CF 216B - Forming Teams
We can model the students as an undirected graph. Each student is a vertex, and every pair of enemies creates an edge. We want to split the remaining students into two teams of equal size such that no edge stays inside one team.
Rating: 1700
Tags: dfs and similar, implementation
Solve time: 1m 27s
Verified: yes
Solution
Problem Understanding
We can model the students as an undirected graph. Each student is a vertex, and every pair of enemies creates an edge. We want to split the remaining students into two teams of equal size such that no edge stays inside one team. In graph terms, we need a bipartite graph, because enemies must always end up on opposite sides.
If some connected component is not bipartite, then at least one student from that component must be removed. After removals, the total number of remaining students must also be even, because the two teams must have the same size.
The graph has at most 100 vertices and 100 edges, so even fairly slow graph algorithms would pass. A DFS or BFS over all vertices is trivial within the limits. The more interesting part is understanding exactly when removals are necessary.
The condition that every student has degree at most 2 heavily restricts the graph structure. Every connected component is either:
- a path,
- a cycle,
- or an isolated vertex.
A path is always bipartite. An even cycle is also bipartite. An odd cycle is not bipartite, and removing one vertex turns it into a path.
One subtle edge case is isolated students. Consider:
3 0
All students are independent, so the graph is bipartite. Still, we cannot split 3 students into two equal teams. One student must sit out, so the answer is 1.
Another easy mistake is forgetting that every odd cycle requires one removal even if the total number of remaining students becomes even afterward.
Example:
3 3
1 2
2 3
3 1
This is a triangle. The graph is not bipartite. Removing one student leaves an edge between the other two students, which works. The correct answer is 1.

Prompt ▸
Extend the solution write-up for the Forming Teams problem, picking up right after its last sentence.

Information supplied ▸
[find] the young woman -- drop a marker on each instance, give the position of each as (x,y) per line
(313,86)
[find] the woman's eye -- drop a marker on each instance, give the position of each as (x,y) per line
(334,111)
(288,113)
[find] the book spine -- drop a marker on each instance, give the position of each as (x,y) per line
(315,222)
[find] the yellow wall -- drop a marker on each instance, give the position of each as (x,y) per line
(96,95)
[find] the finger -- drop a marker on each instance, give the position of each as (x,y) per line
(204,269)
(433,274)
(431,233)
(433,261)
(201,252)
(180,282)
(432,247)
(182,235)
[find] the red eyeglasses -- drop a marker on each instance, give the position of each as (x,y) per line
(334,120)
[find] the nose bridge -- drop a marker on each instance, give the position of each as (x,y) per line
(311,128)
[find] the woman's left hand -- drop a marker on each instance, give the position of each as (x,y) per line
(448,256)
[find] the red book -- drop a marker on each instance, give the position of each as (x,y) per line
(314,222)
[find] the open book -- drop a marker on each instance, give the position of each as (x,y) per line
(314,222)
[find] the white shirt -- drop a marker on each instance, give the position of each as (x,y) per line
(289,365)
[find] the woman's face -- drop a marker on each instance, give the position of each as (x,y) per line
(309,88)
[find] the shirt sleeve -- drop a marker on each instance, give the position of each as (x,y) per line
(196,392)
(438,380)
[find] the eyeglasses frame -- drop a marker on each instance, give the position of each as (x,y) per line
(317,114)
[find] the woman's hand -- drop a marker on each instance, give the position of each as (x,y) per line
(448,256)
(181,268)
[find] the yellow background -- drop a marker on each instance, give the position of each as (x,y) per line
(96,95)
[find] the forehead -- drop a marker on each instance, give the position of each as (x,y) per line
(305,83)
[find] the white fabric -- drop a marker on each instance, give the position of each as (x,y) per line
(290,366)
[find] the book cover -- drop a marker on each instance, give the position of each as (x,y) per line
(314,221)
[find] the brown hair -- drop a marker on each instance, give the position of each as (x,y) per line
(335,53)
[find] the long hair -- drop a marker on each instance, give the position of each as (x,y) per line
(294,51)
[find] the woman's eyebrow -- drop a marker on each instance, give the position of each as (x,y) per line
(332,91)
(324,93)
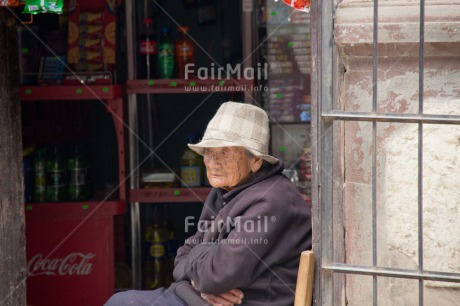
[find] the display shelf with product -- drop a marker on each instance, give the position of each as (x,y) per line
(71,92)
(165,108)
(78,222)
(171,195)
(189,86)
(284,33)
(84,238)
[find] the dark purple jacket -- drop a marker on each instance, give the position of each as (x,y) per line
(248,238)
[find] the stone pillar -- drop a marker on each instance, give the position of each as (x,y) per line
(397,156)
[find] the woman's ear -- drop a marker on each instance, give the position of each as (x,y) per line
(256,164)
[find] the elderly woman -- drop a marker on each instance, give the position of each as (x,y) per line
(253,226)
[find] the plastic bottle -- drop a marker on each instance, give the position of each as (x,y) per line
(157,268)
(28,173)
(191,166)
(185,52)
(165,54)
(148,50)
(77,167)
(173,243)
(40,176)
(56,188)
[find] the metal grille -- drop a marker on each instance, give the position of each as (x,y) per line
(331,121)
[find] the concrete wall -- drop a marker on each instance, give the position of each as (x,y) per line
(397,155)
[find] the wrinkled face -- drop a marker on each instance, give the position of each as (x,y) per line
(228,167)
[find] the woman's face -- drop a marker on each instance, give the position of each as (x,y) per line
(228,167)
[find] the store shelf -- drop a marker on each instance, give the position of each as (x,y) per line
(175,86)
(162,195)
(289,122)
(73,92)
(87,208)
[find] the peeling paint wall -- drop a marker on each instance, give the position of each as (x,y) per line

Written answer ▸
A more subtle case combines both issues:
6 3
1 2
2 3
3 1
There is one odd cycle of size 3 and three isolated vertices. Removing one vertex from the cycle leaves 5 students total, which is still odd. One additional student must also sit out. The correct answer is 2.
A careless implementation that only counts odd cycles would incorrectly print 1.
Approaches
A brute-force approach would try every subset of students to remove. For each subset, we would check whether the remaining graph is bipartite and whether the number of remaining students is even. Since there are 2^n subsets, this becomes impossible very quickly. Even for n = 100, the search space is astronomically large.
The graph structure gives a much cleaner direction. Since every vertex has degree at most 2, connected components are extremely simple. The only problematic structure is an odd cycle.
A connected bipartite component can always be colored with two colors, meaning its vertices can be separated into two enemy-free groups. An odd cycle breaks this property because walking around the cycle forces a contradiction in coloring.
So the problem reduces to two observations:
First, every odd cycle forces exactly one removal.
Second, after fixing all odd cycles, the remaining graph is bipartite. If the number of remaining students is odd, we remove one more arbitrary student to make the total even.
DFS coloring detects odd cycles naturally. Whenever we try to color adjacent vertices with opposite colors and discover a conflict, that connected component is not bipartite.
| Approach | Time Complexity | Space Complexity | Verdict |
|---|---|---|---|
| Brute Force | O(2^n * (n + m)) | O(n + m) | Too slow |
| Optimal | O(n + m) | O(n + m) | Accepted |
Algorithm Walkthrough
- Build an adjacency list for the graph.
Every student stores the list of enemies connected to them.
2. Maintain a color array initialized with -1.
A value of -1 means the vertex has not been visited yet. Colors 0 and 1 represent the two teams in bipartite coloring.
3. Iterate through all vertices.
Whenever an unvisited vertex is found, start a DFS from it. 4. During DFS, assign alternating colors to neighboring vertices.
If a neighbor is unvisited, give it the opposite color and continue DFS. 5. If we ever find an edge connecting two vertices with the same color, the connected component is not bipartite.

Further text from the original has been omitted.